| Passage for review |

About 30 businesses spoke with students from Central, Grand Haven, Spring Lake and Allendale high schools during the 11th annual Boomerang event. It took place in Grand Haven High School’s Field House.
Nancy Manglos, the director of talent and leadership development for the Chamber of Commerce Grand Haven-Spring Lake-Ferrysburg, said they want to provide students with resources to help them make decisions about their future. With a talent shortage, she said companies are looking for opportunities to engage with students.
Manglos said she was pleased with the attendance and noted that some of the businesses come every year.
“They find value in it,” she said.
The students had the chance to operate robots at the GHSP table.
“It was cool to see the technology and how they use it,” GHHS student Adam Glasser said.
Glasser, 17, said he also had a “good conversation” with individuals from the water treatment plant about the careers available there. After high school, he plans to study mechanical engineering at either Michigan State University or Michigan Technological University.
At the North Ottawa Community Health System booth, Whitney Zenker showed some of the equipment she uses when she goes on a call as a paramedic. Also a firefighter for Spring Lake Township, Zenker said she always had an interest in the medical field and helping people.
Zenker, a 2013 Spring Lake High School graduate, said she likes Boomerang because it helps students begin planning for what they would like to do after high school.

| Exercise objective |
From the article about the Boomerang career event, extract the passage starting at "At the North" and ending at "and helping people.".

(Stored data entries)
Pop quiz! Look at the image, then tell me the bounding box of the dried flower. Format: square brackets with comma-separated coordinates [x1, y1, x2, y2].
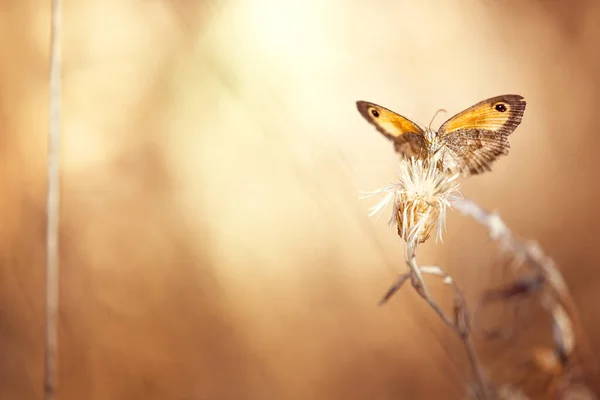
[363, 153, 461, 245]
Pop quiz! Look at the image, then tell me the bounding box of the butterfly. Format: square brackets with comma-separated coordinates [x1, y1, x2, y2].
[356, 94, 526, 176]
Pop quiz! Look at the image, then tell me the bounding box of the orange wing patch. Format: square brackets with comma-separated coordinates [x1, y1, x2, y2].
[356, 101, 428, 158]
[438, 94, 526, 137]
[438, 95, 526, 176]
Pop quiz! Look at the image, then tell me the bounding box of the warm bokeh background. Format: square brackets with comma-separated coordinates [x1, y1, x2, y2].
[0, 0, 600, 400]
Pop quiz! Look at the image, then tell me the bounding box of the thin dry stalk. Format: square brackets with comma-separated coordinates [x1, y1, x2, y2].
[380, 243, 492, 400]
[453, 199, 597, 400]
[44, 0, 61, 400]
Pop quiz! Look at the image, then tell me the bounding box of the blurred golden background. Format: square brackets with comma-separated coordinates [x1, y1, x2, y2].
[0, 0, 600, 400]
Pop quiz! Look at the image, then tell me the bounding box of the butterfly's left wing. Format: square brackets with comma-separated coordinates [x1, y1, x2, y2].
[356, 101, 428, 158]
[438, 94, 526, 176]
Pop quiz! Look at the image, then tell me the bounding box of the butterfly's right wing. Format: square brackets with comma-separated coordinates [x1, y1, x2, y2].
[356, 101, 427, 158]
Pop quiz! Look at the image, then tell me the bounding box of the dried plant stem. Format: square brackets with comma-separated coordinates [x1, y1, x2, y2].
[452, 199, 597, 370]
[380, 258, 491, 400]
[44, 0, 61, 400]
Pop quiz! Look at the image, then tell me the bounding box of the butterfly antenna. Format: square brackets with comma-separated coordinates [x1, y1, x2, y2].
[428, 108, 448, 130]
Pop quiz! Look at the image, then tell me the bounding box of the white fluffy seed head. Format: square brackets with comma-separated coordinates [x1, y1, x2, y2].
[358, 153, 460, 244]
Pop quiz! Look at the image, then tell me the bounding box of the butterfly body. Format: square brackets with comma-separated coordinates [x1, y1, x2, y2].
[356, 95, 526, 176]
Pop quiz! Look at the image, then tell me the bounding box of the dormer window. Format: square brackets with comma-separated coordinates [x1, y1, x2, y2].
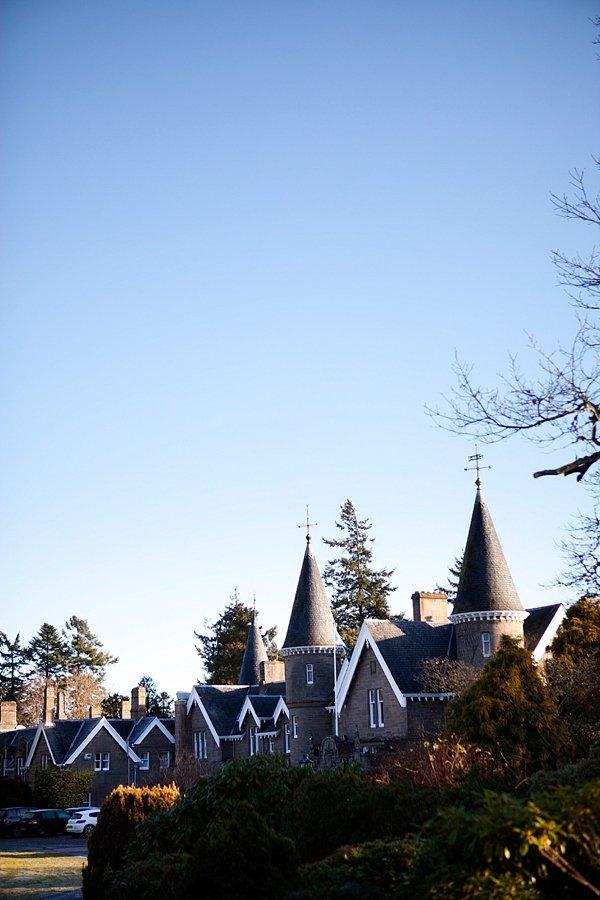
[481, 631, 492, 656]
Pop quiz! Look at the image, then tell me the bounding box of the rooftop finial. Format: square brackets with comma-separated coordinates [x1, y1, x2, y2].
[298, 506, 319, 544]
[465, 444, 492, 488]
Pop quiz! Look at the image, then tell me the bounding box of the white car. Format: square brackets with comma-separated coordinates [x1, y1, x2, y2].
[67, 806, 100, 837]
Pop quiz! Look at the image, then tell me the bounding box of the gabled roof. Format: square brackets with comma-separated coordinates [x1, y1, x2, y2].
[129, 716, 175, 746]
[187, 684, 249, 744]
[523, 603, 566, 662]
[238, 612, 268, 684]
[282, 535, 334, 650]
[366, 619, 454, 694]
[452, 481, 524, 616]
[64, 717, 140, 766]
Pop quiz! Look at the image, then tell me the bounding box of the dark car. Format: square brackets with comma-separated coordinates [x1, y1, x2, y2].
[0, 806, 35, 837]
[19, 809, 71, 837]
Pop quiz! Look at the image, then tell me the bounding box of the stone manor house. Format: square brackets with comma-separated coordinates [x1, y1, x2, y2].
[0, 480, 565, 803]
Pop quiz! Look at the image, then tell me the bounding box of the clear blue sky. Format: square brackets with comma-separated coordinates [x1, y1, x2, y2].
[0, 0, 600, 693]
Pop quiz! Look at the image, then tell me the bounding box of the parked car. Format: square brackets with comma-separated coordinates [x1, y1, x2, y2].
[0, 806, 35, 837]
[67, 806, 100, 837]
[19, 809, 71, 837]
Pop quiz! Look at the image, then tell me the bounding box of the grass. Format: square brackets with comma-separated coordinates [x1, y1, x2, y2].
[0, 853, 86, 900]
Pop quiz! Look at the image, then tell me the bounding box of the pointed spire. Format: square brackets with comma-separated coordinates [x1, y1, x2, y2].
[282, 534, 333, 649]
[238, 600, 268, 684]
[452, 486, 523, 616]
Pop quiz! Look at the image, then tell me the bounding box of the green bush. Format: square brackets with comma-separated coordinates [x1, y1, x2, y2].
[83, 785, 179, 900]
[0, 775, 33, 807]
[104, 853, 188, 900]
[299, 840, 415, 896]
[33, 766, 96, 809]
[181, 800, 299, 900]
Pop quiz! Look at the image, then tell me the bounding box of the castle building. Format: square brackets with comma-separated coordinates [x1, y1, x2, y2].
[0, 477, 565, 803]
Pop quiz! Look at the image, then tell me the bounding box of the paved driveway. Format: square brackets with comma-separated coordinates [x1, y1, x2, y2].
[0, 834, 87, 856]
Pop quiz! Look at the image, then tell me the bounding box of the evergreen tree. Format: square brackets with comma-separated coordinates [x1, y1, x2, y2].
[63, 616, 119, 681]
[139, 675, 173, 719]
[194, 588, 278, 684]
[26, 622, 69, 681]
[447, 635, 572, 774]
[551, 594, 600, 662]
[101, 693, 129, 719]
[323, 500, 396, 647]
[0, 631, 26, 700]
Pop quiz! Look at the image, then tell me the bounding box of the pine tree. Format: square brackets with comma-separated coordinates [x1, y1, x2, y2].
[447, 635, 573, 775]
[26, 622, 69, 681]
[63, 616, 119, 681]
[194, 588, 278, 684]
[323, 500, 396, 647]
[0, 631, 26, 700]
[139, 675, 173, 719]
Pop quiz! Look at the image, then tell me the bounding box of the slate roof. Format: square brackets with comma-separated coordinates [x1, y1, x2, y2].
[196, 684, 249, 735]
[238, 613, 268, 684]
[249, 694, 279, 719]
[452, 486, 524, 615]
[365, 619, 456, 694]
[523, 603, 562, 653]
[282, 536, 334, 649]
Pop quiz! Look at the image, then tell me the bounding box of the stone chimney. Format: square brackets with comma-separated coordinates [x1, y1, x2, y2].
[0, 700, 17, 731]
[54, 691, 67, 719]
[42, 684, 55, 725]
[411, 591, 448, 625]
[259, 659, 285, 694]
[131, 684, 146, 719]
[175, 691, 192, 763]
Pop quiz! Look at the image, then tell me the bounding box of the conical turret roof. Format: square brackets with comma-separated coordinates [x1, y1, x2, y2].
[238, 612, 268, 684]
[452, 482, 524, 615]
[282, 535, 333, 650]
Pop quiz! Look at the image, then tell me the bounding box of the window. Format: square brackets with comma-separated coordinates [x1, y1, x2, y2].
[369, 690, 377, 728]
[194, 731, 208, 759]
[377, 688, 383, 728]
[94, 753, 110, 772]
[369, 688, 383, 728]
[481, 631, 492, 656]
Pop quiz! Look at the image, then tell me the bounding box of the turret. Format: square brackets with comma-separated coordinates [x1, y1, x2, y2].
[450, 478, 528, 666]
[281, 534, 337, 765]
[238, 610, 268, 684]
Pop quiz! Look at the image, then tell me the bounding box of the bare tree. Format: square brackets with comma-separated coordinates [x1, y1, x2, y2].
[428, 160, 600, 481]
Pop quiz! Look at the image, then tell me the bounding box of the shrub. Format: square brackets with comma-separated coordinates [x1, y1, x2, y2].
[83, 786, 179, 900]
[0, 776, 33, 807]
[33, 766, 96, 809]
[104, 853, 188, 900]
[181, 800, 299, 900]
[299, 840, 415, 893]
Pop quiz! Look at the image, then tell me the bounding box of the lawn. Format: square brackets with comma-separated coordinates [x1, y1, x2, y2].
[0, 853, 86, 900]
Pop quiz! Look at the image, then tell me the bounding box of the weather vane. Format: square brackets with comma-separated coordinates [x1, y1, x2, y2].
[465, 444, 492, 487]
[298, 506, 319, 541]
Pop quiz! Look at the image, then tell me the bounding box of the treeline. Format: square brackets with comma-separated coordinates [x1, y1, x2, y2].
[84, 597, 600, 900]
[0, 616, 173, 725]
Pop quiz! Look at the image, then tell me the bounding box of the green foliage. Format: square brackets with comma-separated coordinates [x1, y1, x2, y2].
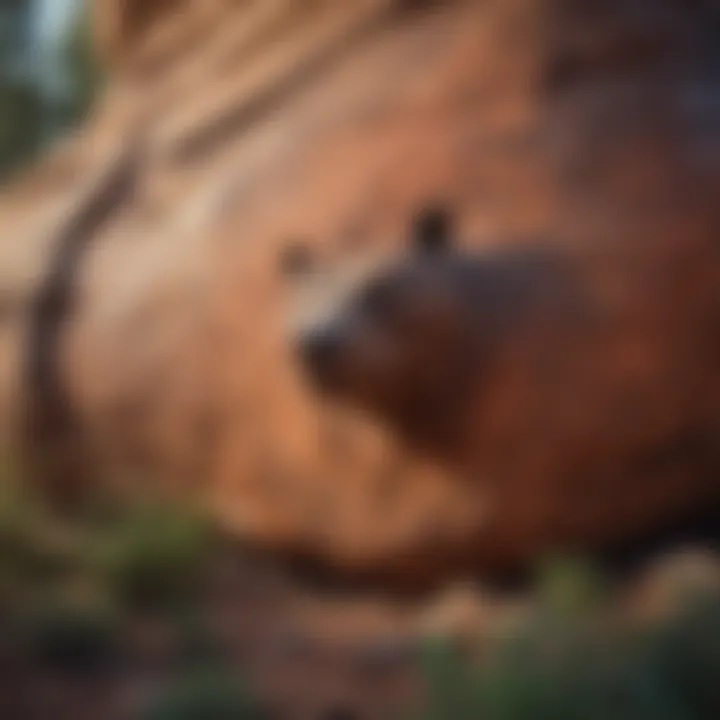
[0, 463, 74, 600]
[414, 584, 720, 720]
[0, 0, 103, 177]
[0, 76, 44, 175]
[19, 598, 120, 672]
[140, 667, 262, 720]
[92, 504, 211, 609]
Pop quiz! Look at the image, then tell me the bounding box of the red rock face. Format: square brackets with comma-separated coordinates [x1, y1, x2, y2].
[0, 0, 720, 579]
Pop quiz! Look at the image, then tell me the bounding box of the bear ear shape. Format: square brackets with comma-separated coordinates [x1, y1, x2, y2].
[412, 206, 452, 254]
[277, 238, 318, 279]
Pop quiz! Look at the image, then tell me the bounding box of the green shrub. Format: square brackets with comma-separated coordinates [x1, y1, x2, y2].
[420, 572, 720, 720]
[17, 599, 120, 672]
[0, 472, 75, 599]
[92, 504, 211, 609]
[139, 668, 262, 720]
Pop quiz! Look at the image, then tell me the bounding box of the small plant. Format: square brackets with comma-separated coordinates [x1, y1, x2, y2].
[0, 468, 76, 599]
[17, 599, 120, 672]
[138, 667, 264, 720]
[91, 504, 210, 609]
[420, 576, 720, 720]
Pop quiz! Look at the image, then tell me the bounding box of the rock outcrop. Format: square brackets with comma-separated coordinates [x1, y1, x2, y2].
[0, 0, 720, 579]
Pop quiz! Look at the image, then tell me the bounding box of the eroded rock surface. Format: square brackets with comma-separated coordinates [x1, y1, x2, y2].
[0, 0, 720, 579]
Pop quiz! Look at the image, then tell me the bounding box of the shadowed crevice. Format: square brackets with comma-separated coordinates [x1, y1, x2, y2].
[23, 144, 140, 500]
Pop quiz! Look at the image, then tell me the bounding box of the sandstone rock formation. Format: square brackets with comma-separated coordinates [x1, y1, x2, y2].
[0, 0, 720, 578]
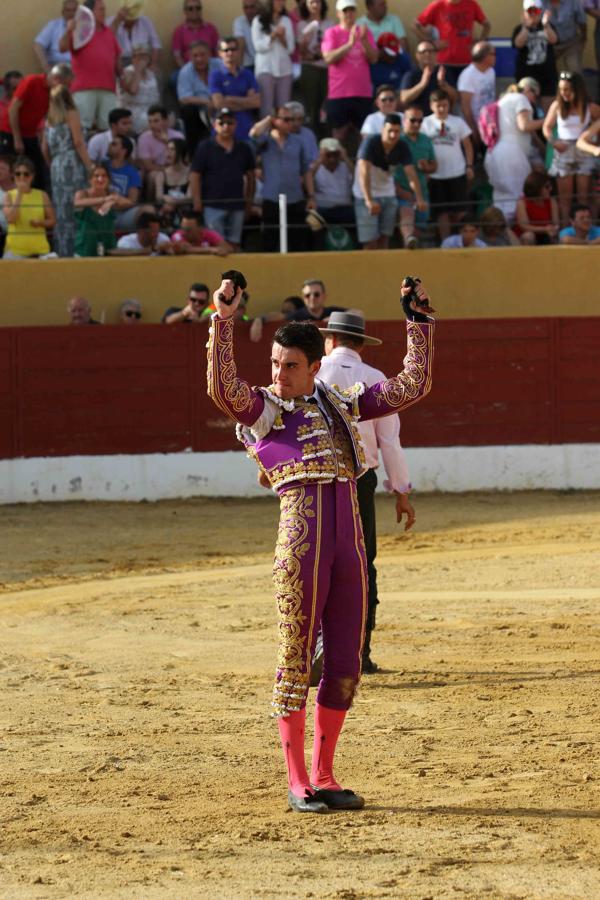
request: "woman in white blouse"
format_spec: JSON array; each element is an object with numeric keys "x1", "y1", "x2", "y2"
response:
[{"x1": 252, "y1": 0, "x2": 295, "y2": 118}]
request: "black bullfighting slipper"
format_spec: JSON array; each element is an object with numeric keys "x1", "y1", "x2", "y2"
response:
[
  {"x1": 313, "y1": 788, "x2": 365, "y2": 809},
  {"x1": 288, "y1": 788, "x2": 329, "y2": 813}
]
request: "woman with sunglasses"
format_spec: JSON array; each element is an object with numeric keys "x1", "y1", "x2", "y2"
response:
[
  {"x1": 3, "y1": 156, "x2": 56, "y2": 259},
  {"x1": 42, "y1": 84, "x2": 92, "y2": 257},
  {"x1": 543, "y1": 72, "x2": 600, "y2": 228},
  {"x1": 75, "y1": 163, "x2": 119, "y2": 256},
  {"x1": 252, "y1": 0, "x2": 296, "y2": 119}
]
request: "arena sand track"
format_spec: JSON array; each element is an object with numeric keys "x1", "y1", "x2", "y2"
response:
[{"x1": 0, "y1": 493, "x2": 600, "y2": 900}]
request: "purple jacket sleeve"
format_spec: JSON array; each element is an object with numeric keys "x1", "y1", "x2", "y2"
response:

| Result of this exercise |
At the North Ottawa Community Health System booth, Whitney Zenker showed some of the equipment she uses when she goes on a call as a paramedic. Also a firefighter for Spring Lake Township, Zenker said she always had an interest in the medical field and helping people.